■ WHAT YOU HAVE TO DO ■
Lines from the records below that contain the word "pencil" are to be copied out.

■ Data excerpts ■
====

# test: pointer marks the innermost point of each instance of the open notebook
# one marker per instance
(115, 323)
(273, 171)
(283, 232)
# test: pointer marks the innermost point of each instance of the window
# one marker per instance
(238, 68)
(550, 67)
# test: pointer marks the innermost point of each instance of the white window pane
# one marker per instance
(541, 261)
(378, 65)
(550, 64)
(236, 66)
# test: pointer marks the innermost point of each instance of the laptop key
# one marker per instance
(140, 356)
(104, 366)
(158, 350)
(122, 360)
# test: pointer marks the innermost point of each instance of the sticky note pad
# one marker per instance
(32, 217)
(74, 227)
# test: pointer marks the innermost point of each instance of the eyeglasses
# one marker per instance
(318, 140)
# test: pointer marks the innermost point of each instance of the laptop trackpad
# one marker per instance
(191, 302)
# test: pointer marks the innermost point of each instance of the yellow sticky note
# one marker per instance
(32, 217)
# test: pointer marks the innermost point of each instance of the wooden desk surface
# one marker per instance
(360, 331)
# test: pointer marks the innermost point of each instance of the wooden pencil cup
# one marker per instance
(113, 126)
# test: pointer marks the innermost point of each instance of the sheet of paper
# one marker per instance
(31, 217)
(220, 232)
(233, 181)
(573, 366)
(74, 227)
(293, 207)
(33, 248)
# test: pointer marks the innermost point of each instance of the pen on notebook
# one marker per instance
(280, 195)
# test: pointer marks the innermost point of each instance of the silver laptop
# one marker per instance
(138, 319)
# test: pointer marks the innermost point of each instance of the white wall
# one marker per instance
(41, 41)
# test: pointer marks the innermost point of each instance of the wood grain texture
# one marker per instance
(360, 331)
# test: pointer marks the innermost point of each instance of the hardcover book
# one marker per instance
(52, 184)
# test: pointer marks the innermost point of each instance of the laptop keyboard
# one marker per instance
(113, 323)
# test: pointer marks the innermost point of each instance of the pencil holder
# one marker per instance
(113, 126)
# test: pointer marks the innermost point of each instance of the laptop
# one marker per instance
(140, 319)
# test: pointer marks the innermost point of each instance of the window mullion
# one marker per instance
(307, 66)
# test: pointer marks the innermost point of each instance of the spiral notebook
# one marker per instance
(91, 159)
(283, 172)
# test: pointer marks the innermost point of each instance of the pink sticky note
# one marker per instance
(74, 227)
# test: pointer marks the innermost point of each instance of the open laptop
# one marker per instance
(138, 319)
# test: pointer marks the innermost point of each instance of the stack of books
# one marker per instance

====

■ ANSWER TO THIS TASK ■
# test: pointer marks the innermost point of each instance of the wooden pencil cup
# test: pointer marks the innermost point of each instance of the pencil holder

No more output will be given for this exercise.